===== PROVIDED RECORDS

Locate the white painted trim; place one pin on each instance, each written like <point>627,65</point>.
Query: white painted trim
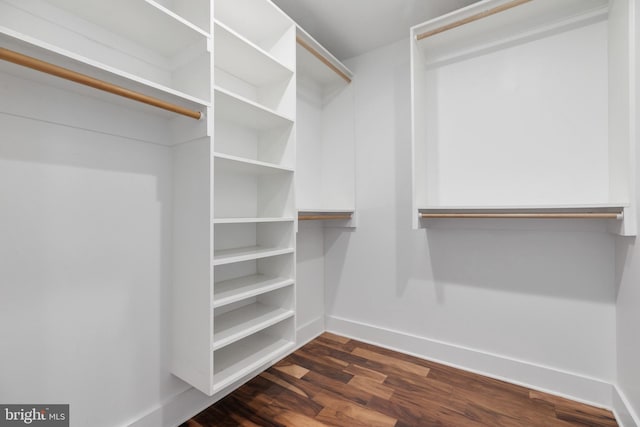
<point>570,385</point>
<point>622,409</point>
<point>309,331</point>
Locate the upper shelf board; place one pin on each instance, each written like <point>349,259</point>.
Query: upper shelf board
<point>45,52</point>
<point>327,71</point>
<point>264,24</point>
<point>243,59</point>
<point>521,22</point>
<point>144,22</point>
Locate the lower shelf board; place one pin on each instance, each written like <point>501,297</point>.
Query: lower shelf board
<point>229,256</point>
<point>241,358</point>
<point>230,291</point>
<point>240,323</point>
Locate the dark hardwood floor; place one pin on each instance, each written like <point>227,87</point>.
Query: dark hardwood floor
<point>335,381</point>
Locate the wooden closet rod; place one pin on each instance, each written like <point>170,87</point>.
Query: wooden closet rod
<point>322,59</point>
<point>45,67</point>
<point>558,215</point>
<point>323,217</point>
<point>471,18</point>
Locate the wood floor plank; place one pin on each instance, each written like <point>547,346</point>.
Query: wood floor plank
<point>292,369</point>
<point>403,365</point>
<point>337,381</point>
<point>361,371</point>
<point>349,414</point>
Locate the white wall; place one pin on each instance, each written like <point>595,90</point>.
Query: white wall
<point>85,229</point>
<point>628,280</point>
<point>310,274</point>
<point>538,293</point>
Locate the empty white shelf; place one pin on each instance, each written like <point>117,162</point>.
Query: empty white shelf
<point>262,26</point>
<point>237,324</point>
<point>230,291</point>
<point>243,59</point>
<point>143,21</point>
<point>250,220</point>
<point>229,163</point>
<point>229,256</point>
<point>44,51</point>
<point>241,111</point>
<point>241,358</point>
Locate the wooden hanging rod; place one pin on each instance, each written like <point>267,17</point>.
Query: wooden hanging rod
<point>322,59</point>
<point>472,18</point>
<point>323,217</point>
<point>45,67</point>
<point>516,215</point>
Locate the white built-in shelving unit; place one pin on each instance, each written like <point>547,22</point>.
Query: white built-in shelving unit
<point>253,298</point>
<point>325,171</point>
<point>523,109</point>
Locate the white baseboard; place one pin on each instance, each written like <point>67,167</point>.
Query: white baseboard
<point>309,331</point>
<point>623,410</point>
<point>566,384</point>
<point>561,383</point>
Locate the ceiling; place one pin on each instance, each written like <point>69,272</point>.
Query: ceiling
<point>349,28</point>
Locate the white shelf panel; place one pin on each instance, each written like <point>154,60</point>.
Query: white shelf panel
<point>236,361</point>
<point>309,65</point>
<point>238,324</point>
<point>41,50</point>
<point>241,111</point>
<point>519,23</point>
<point>229,256</point>
<point>325,210</point>
<point>575,208</point>
<point>251,220</point>
<point>227,163</point>
<point>245,60</point>
<point>265,22</point>
<point>234,290</point>
<point>144,22</point>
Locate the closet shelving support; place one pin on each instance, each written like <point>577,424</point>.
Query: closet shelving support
<point>253,258</point>
<point>525,135</point>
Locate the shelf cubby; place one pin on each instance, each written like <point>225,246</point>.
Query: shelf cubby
<point>241,280</point>
<point>267,26</point>
<point>238,320</point>
<point>325,178</point>
<point>250,241</point>
<point>244,69</point>
<point>253,194</point>
<point>238,360</point>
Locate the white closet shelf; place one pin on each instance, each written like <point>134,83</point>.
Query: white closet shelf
<point>234,290</point>
<point>442,40</point>
<point>263,25</point>
<point>243,357</point>
<point>43,51</point>
<point>242,322</point>
<point>239,110</point>
<point>313,60</point>
<point>531,211</point>
<point>145,22</point>
<point>240,57</point>
<point>228,163</point>
<point>251,220</point>
<point>230,256</point>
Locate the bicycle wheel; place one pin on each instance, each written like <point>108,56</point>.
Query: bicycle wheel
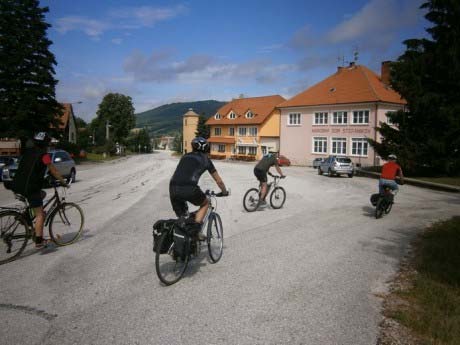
<point>14,234</point>
<point>170,268</point>
<point>66,224</point>
<point>251,200</point>
<point>215,237</point>
<point>278,197</point>
<point>379,208</point>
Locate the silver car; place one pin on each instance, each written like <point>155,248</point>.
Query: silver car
<point>336,165</point>
<point>60,159</point>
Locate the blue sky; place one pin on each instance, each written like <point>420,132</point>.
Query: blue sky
<point>160,52</point>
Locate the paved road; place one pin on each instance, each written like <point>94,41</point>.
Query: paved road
<point>310,273</point>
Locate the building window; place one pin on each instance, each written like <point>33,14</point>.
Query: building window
<point>339,117</point>
<point>321,118</point>
<point>319,145</point>
<point>361,117</point>
<point>359,146</point>
<point>294,119</point>
<point>339,146</point>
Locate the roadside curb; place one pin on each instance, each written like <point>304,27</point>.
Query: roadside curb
<point>414,182</point>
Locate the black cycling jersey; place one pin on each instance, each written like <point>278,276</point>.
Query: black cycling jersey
<point>190,168</point>
<point>30,175</point>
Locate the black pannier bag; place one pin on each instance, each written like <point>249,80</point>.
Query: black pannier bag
<point>374,198</point>
<point>158,228</point>
<point>182,242</point>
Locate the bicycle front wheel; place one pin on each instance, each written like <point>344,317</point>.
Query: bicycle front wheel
<point>278,197</point>
<point>169,266</point>
<point>379,208</point>
<point>215,237</point>
<point>251,200</point>
<point>14,234</point>
<point>66,224</point>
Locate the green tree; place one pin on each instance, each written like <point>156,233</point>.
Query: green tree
<point>202,129</point>
<point>118,110</point>
<point>427,75</point>
<point>27,83</point>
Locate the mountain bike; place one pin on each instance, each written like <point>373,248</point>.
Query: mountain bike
<point>64,220</point>
<point>252,200</point>
<point>171,261</point>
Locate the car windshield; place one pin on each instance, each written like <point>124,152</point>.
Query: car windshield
<point>344,160</point>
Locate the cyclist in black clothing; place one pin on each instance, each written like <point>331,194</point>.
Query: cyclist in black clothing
<point>184,187</point>
<point>30,178</point>
<point>260,171</point>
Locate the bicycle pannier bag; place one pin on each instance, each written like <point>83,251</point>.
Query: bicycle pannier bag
<point>374,199</point>
<point>158,228</point>
<point>181,242</point>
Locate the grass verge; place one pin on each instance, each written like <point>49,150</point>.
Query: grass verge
<point>426,300</point>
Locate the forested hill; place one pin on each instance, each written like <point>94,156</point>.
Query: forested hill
<point>168,118</point>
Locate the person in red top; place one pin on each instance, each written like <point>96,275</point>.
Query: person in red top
<point>30,178</point>
<point>390,170</point>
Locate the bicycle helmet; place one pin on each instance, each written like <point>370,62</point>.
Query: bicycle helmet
<point>392,157</point>
<point>200,144</point>
<point>42,138</point>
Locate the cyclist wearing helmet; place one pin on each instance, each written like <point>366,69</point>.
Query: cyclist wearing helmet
<point>30,178</point>
<point>261,170</point>
<point>184,187</point>
<point>390,170</point>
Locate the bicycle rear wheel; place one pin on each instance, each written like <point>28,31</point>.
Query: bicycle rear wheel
<point>14,234</point>
<point>251,200</point>
<point>379,208</point>
<point>278,197</point>
<point>66,224</point>
<point>170,268</point>
<point>215,237</point>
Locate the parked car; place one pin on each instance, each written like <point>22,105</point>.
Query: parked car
<point>60,159</point>
<point>317,162</point>
<point>336,165</point>
<point>4,161</point>
<point>283,161</point>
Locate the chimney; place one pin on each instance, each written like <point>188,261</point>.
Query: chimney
<point>385,72</point>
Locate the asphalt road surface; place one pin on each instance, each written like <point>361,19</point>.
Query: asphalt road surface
<point>309,273</point>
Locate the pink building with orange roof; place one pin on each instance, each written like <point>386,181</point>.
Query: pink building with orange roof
<point>337,116</point>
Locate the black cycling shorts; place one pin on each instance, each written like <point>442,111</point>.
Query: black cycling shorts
<point>261,175</point>
<point>36,199</point>
<point>179,195</point>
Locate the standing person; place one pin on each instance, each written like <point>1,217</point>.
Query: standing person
<point>260,171</point>
<point>390,170</point>
<point>30,178</point>
<point>184,187</point>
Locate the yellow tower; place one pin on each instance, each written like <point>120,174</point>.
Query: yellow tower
<point>189,127</point>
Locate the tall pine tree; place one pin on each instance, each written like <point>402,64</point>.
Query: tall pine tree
<point>427,75</point>
<point>27,84</point>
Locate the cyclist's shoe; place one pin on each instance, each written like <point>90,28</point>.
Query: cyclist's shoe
<point>263,204</point>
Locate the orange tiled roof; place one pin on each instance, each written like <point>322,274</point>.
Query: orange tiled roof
<point>353,84</point>
<point>261,107</point>
<point>221,140</point>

==========

- [WORK INSTRUCTIONS]: Every line above from the one with "Locate the closet" down to the one with "Locate the building" must be written out exactly, and no picture may appear.

- [EXERCISE OUTPUT]:
Locate the closet shelving support; place one pin on each instance, each written like <point>577,424</point>.
Query: closet shelving support
<point>253,258</point>
<point>525,135</point>
Locate the shelf cubby; place one pin on each instance, each written like <point>225,246</point>.
Query: shelf cubby
<point>241,280</point>
<point>267,26</point>
<point>238,320</point>
<point>325,178</point>
<point>250,241</point>
<point>244,69</point>
<point>253,194</point>
<point>238,360</point>
Locate the white closet shelf; place one pin on each instance, each written like <point>134,83</point>.
Query: white closet shelf
<point>234,290</point>
<point>442,40</point>
<point>263,25</point>
<point>243,357</point>
<point>43,51</point>
<point>242,322</point>
<point>239,110</point>
<point>313,60</point>
<point>531,211</point>
<point>145,22</point>
<point>240,57</point>
<point>228,163</point>
<point>251,220</point>
<point>230,256</point>
Locate the bicycle wheel; place one pin on each instance, each written like <point>108,56</point>.
Query: bicycle wheel
<point>14,234</point>
<point>170,268</point>
<point>66,224</point>
<point>251,200</point>
<point>215,237</point>
<point>278,197</point>
<point>379,208</point>
Locate the silver car; place one pin on each instance, each written like <point>155,248</point>.
Query: silver car
<point>336,165</point>
<point>60,159</point>
Locate the blue sky; place one pin on each instance, each written like <point>420,132</point>.
Query: blue sky
<point>160,52</point>
Locate the paved road; place one pin on each instance, each written like <point>94,41</point>.
Query: paved road
<point>310,273</point>
Locate the building window; place one pin on each instance, each written like <point>33,14</point>.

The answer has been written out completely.